BEGIN INFORMATION SUPPLIED

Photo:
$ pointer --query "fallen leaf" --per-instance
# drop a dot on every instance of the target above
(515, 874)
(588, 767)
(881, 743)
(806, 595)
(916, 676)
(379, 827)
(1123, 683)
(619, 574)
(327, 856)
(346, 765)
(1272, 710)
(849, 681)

END INFORMATION SUPPLIED
BEGIN INFORMATION SUPPLIED

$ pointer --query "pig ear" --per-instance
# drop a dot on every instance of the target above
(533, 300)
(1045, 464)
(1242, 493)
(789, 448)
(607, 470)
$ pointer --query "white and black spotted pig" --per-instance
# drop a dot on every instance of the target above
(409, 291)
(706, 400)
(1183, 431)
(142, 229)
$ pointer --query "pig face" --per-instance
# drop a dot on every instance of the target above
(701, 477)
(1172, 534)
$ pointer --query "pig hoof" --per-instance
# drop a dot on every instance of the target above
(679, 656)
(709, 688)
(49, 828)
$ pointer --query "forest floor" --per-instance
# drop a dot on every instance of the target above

END INFORMATION SUPPLIED

WHAT TO DO – Within the material, count the lines where the word "query" appears. The reply is that number and nothing more.

YOUR RESPONSE – 6